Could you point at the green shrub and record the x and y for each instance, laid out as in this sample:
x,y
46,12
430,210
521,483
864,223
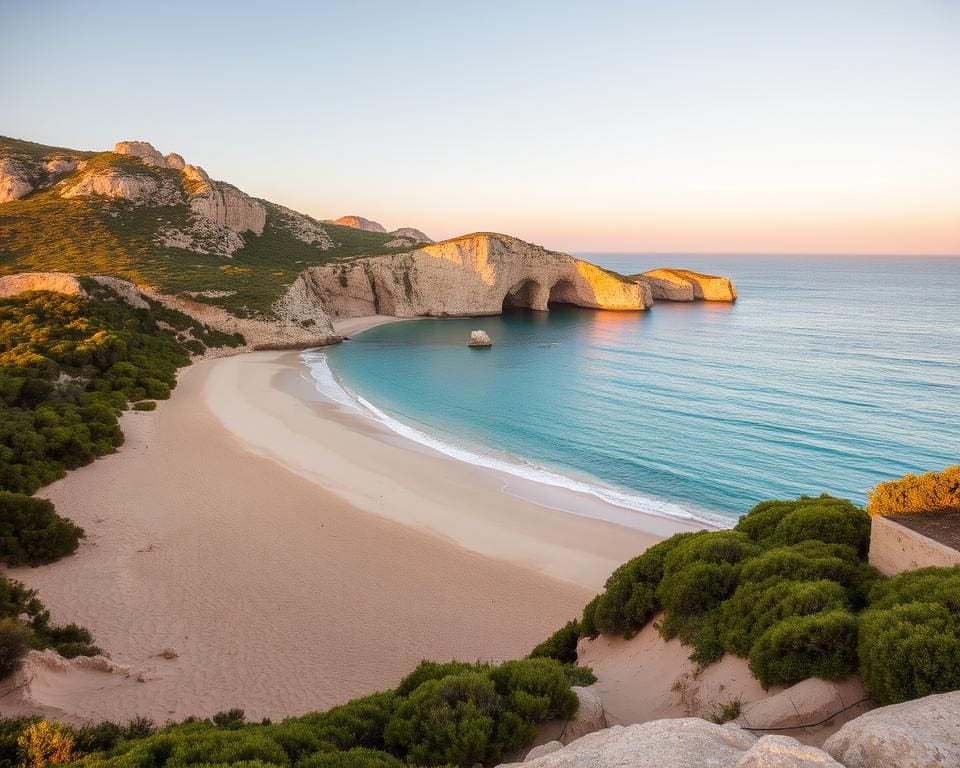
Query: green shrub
x,y
14,644
910,636
913,494
32,533
561,645
359,757
536,689
629,599
358,723
820,645
10,730
453,720
755,607
824,518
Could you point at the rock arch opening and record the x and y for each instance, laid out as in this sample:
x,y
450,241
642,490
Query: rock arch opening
x,y
563,292
528,294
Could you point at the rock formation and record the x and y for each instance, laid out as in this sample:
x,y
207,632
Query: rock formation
x,y
479,339
680,743
477,274
358,222
412,234
923,733
684,285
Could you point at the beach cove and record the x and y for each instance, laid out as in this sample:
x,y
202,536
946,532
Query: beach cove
x,y
294,556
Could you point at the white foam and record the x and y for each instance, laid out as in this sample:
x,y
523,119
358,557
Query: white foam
x,y
329,386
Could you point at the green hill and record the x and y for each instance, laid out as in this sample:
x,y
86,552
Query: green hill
x,y
45,231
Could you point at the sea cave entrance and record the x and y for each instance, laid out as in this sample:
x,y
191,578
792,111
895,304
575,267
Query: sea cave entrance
x,y
528,294
563,292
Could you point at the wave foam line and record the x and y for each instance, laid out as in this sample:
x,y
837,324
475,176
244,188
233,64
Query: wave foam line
x,y
328,385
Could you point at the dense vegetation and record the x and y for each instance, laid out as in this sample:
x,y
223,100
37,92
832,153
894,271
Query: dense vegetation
x,y
68,366
789,589
916,494
45,232
441,714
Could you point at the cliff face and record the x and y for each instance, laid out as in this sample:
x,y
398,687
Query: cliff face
x,y
358,222
684,285
299,321
478,274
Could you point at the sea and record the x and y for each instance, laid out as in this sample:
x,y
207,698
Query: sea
x,y
829,374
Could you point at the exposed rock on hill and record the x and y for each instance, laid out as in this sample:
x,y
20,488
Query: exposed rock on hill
x,y
922,733
358,222
11,285
477,274
413,234
684,285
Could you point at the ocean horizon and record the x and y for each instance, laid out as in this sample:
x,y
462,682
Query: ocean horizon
x,y
817,380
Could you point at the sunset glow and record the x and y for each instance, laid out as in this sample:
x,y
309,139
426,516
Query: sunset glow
x,y
748,127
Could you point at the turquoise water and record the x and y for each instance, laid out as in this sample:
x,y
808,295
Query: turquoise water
x,y
828,375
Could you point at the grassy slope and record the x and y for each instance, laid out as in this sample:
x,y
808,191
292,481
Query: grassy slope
x,y
94,235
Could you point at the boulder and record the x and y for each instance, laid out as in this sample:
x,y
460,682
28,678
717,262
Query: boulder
x,y
681,743
543,749
924,733
589,717
479,339
805,703
358,222
784,752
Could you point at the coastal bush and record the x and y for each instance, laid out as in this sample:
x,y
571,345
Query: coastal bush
x,y
31,532
629,598
46,743
823,518
755,607
14,644
561,645
913,494
21,605
358,757
910,636
820,645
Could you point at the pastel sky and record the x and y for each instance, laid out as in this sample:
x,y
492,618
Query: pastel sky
x,y
766,126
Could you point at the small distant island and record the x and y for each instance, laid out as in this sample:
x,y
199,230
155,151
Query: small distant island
x,y
165,227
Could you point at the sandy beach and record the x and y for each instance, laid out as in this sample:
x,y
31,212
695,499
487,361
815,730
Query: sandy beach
x,y
295,556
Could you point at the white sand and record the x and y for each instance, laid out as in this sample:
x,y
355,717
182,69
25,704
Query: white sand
x,y
296,557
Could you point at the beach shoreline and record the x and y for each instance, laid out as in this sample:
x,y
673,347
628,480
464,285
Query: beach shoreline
x,y
293,556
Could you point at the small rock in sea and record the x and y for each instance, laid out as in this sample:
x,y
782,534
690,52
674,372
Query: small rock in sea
x,y
479,339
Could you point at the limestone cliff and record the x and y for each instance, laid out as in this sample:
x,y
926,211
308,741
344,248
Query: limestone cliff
x,y
358,222
412,234
476,274
684,285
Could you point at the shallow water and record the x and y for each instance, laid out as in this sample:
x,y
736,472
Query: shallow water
x,y
827,375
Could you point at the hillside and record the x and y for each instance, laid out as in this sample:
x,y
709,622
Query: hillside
x,y
161,222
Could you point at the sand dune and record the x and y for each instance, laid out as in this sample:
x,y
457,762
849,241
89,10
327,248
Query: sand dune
x,y
278,595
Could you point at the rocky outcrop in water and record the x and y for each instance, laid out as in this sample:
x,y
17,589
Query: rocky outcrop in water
x,y
478,274
684,285
358,222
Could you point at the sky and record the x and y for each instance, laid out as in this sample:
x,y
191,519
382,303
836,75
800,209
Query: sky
x,y
823,126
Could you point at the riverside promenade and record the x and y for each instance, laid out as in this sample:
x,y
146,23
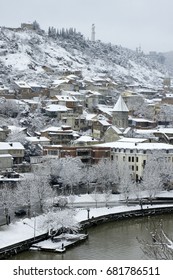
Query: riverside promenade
x,y
19,236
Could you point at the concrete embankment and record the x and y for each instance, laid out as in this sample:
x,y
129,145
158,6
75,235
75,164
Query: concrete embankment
x,y
16,248
94,221
8,251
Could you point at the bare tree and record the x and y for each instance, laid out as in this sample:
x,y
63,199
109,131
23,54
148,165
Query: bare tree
x,y
151,179
54,221
159,246
125,181
71,173
7,199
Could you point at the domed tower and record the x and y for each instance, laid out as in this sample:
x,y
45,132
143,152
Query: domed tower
x,y
120,114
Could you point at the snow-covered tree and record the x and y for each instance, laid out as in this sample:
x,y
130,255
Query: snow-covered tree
x,y
71,173
60,220
7,199
106,174
26,192
16,136
151,179
9,108
125,181
89,176
158,246
43,190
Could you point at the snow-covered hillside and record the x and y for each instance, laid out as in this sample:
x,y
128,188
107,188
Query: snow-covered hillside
x,y
34,56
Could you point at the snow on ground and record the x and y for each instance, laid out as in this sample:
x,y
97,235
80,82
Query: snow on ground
x,y
27,228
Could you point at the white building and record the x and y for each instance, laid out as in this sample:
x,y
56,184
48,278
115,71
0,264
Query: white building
x,y
135,152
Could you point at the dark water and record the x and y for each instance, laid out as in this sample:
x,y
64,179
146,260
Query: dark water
x,y
114,240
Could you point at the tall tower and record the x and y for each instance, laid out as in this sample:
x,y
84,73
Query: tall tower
x,y
93,33
120,114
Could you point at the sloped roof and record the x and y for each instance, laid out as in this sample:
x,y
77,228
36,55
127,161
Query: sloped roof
x,y
120,106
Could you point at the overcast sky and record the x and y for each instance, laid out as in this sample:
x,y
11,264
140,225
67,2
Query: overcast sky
x,y
130,23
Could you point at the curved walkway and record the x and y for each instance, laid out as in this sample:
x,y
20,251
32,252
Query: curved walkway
x,y
86,217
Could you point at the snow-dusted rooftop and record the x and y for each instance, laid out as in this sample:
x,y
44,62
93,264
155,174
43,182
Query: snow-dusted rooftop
x,y
136,145
11,146
37,139
57,108
120,105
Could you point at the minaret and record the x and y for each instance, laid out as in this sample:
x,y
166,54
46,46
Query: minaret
x,y
93,33
120,114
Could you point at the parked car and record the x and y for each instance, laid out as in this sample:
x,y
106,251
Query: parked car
x,y
20,212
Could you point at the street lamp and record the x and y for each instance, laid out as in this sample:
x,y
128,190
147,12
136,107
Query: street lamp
x,y
88,211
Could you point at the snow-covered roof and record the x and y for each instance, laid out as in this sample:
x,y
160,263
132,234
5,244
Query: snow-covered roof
x,y
120,105
37,139
22,84
104,122
11,146
105,109
57,129
59,82
6,156
115,128
66,98
136,145
132,140
3,87
169,95
140,120
56,108
85,138
166,130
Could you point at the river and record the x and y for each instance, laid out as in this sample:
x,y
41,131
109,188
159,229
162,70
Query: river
x,y
113,241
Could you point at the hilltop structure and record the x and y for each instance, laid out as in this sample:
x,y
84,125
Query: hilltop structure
x,y
120,114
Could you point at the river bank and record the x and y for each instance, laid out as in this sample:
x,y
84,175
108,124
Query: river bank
x,y
27,229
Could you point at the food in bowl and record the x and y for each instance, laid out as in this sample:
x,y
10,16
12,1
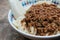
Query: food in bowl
x,y
40,19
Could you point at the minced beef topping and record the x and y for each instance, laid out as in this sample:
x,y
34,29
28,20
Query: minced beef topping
x,y
44,17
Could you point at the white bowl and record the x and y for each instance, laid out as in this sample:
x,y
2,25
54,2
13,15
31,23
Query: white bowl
x,y
11,19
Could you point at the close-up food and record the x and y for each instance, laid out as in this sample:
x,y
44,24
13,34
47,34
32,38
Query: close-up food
x,y
42,20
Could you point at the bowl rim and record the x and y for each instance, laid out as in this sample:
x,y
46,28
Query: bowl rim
x,y
26,34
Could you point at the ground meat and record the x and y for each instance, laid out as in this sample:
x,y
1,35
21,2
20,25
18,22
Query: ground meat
x,y
44,17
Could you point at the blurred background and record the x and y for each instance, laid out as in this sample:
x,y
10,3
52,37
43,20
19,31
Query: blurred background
x,y
6,31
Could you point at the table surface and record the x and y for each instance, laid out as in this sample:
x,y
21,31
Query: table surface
x,y
6,31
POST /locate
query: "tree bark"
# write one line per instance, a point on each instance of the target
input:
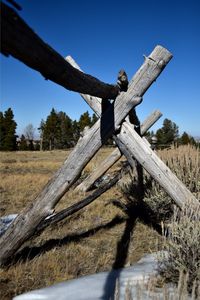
(20, 41)
(26, 223)
(133, 145)
(114, 156)
(83, 203)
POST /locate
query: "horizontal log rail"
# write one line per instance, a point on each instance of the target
(20, 41)
(115, 156)
(27, 222)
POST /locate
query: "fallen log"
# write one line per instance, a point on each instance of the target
(26, 223)
(20, 41)
(114, 156)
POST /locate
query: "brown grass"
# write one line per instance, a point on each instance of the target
(87, 242)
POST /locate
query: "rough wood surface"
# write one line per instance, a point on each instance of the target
(26, 223)
(134, 146)
(20, 41)
(82, 203)
(115, 156)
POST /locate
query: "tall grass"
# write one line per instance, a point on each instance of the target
(92, 240)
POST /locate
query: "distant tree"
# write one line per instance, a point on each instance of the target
(84, 120)
(2, 131)
(23, 143)
(184, 139)
(168, 133)
(94, 119)
(51, 129)
(41, 131)
(65, 136)
(76, 131)
(9, 131)
(29, 132)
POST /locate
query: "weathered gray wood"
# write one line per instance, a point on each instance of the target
(115, 156)
(134, 146)
(127, 150)
(27, 222)
(82, 203)
(20, 41)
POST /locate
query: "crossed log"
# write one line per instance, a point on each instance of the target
(51, 65)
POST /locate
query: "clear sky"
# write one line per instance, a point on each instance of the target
(104, 36)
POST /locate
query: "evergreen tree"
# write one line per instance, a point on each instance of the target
(185, 139)
(94, 119)
(2, 131)
(84, 120)
(167, 134)
(65, 138)
(51, 129)
(23, 143)
(9, 128)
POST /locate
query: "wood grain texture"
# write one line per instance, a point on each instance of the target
(134, 146)
(20, 41)
(26, 223)
(115, 156)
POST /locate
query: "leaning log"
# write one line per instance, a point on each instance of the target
(84, 202)
(20, 41)
(114, 156)
(133, 145)
(26, 223)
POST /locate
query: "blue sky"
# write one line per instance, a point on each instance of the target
(103, 37)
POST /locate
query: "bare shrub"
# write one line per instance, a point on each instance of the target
(182, 243)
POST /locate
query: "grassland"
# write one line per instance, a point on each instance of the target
(95, 239)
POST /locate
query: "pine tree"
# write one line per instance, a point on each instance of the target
(2, 131)
(10, 125)
(51, 129)
(94, 119)
(84, 120)
(168, 133)
(23, 144)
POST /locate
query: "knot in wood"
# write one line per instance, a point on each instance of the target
(122, 81)
(161, 64)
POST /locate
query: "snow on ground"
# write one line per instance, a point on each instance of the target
(5, 222)
(101, 286)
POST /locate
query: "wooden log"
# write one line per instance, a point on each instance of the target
(115, 156)
(20, 41)
(26, 223)
(134, 146)
(82, 203)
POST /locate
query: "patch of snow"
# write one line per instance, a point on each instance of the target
(100, 286)
(5, 222)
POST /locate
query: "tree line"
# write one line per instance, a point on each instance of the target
(59, 131)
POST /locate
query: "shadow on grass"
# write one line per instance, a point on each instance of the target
(29, 253)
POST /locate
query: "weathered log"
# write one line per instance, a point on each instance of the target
(134, 146)
(20, 41)
(178, 192)
(26, 223)
(82, 203)
(114, 156)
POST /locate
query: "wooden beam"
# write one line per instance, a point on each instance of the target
(20, 41)
(134, 146)
(114, 156)
(27, 222)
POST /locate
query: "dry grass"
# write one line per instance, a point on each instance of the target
(96, 239)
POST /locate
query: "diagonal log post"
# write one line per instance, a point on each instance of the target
(20, 41)
(133, 146)
(26, 223)
(114, 156)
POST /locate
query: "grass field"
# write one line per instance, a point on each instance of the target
(95, 239)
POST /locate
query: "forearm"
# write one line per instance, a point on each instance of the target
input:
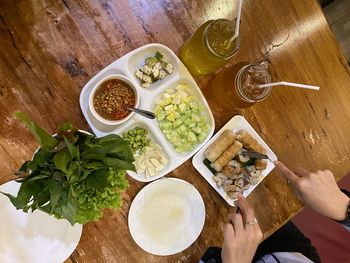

**What you need to do**
Scan the material above for the string "weathered", and copy every line where it is found.

**Answer area**
query: "weathered gray wood"
query: "weathered log"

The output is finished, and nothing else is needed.